> **What you need to do**:
A: Answer these questions about the forum thread on running motors in series and parallel:
(i) What did Michael use for bench work when he experimented with propeller drive systems?
(ii) How did the motors behave when machiningfool hooked them up in series?
(iii) According to Greg Elmassian, what does DCS rely on for feedback?
B: Reproduce every one of the rows below, unchanged and line for line.

> **Document excerpt**:
== == ==

About ten years ago I experimented with running two motors in series and parallel for propeller drive systems, my thoughts shared previously were the direct results of said efforts. I used a large 60A HP power supply for bench work at the time.

All that said if your 12V NWSL drives work favorably with the MTH/TIU system its all good for now... 

Michael


----------



## machiningfool (Nov 15, 2008)

*12 volt motors in series did not work*

You are right. When I hooked the motors in series, they operated erratically. so I went back to parallel hookup with 24 volts applied to the 12 volt motors. I have a speed control in the system, maybe that will save me.


----------



## Torby (Jan 2, 2008)

I don't think motors will work well in series because they don't draw a steady current.


----------



## machiningfool (Nov 15, 2008)

OK, sorry, but I am still confused. When TIU power is applied and the motors are not moving, is there 24 volts applied. If that is true, than what makes the motor react? Amperage is increased? Or, is there just 24 volts applied to the electronic board and the board supplies voltage? Remember the motor has a speed control. I supplied the stripes on the flywheel and remounted the sensor. So, where am I now?


----------



## Torby (Jan 2, 2008)

I think there are 2 complicating factors with motors:

1. They're inductive, so current doesn't follow voltage.
2. They switch the windings on and off, so they don't draw a steady current.

What makes the motor move is the magnetic field created by the current through the winding. If you don't understand current, take a look at http://barefootelectronics.com/led001.aspx which is actually about LEDs but explains the relationship between current and voltage, except that in a motor, inductors are involved so you have currents changing with time adding extra complexity.


----------



## Greg Elmassian (Jan 3, 2008)

Do not forget the added complication of DCS, it relies on a tachometer on the motor to read the motor speed as feedback. I don't know if each truck has it's own tach.

Greg


----------



## machiningfool (Nov 15, 2008)

Thanks Torby, I read the article, very interesting, I will be referring to it regularly.


----------

== == ==

Records excerpted from a collection
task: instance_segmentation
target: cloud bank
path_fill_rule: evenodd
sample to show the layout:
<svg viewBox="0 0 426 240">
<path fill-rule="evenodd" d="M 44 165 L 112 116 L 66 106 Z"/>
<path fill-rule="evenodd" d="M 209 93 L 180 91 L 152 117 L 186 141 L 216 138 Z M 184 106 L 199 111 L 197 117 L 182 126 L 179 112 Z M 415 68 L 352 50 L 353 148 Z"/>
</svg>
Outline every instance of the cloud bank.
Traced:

== == ==

> **Outputs**:
A:
(i) A large 60A HP power supply.
(ii) They operated erratically.
(iii) A tachometer on the motor that reads the motor speed.

B:
task: instance_segmentation
target: cloud bank
path_fill_rule: evenodd
sample to show the layout:
<svg viewBox="0 0 426 240">
<path fill-rule="evenodd" d="M 44 165 L 112 116 L 66 106 Z"/>
<path fill-rule="evenodd" d="M 209 93 L 180 91 L 152 117 L 186 141 L 216 138 Z M 184 106 L 199 111 L 197 117 L 182 126 L 179 112 Z M 415 68 L 352 50 L 353 148 Z"/>
</svg>
Outline every instance of the cloud bank.
Traced:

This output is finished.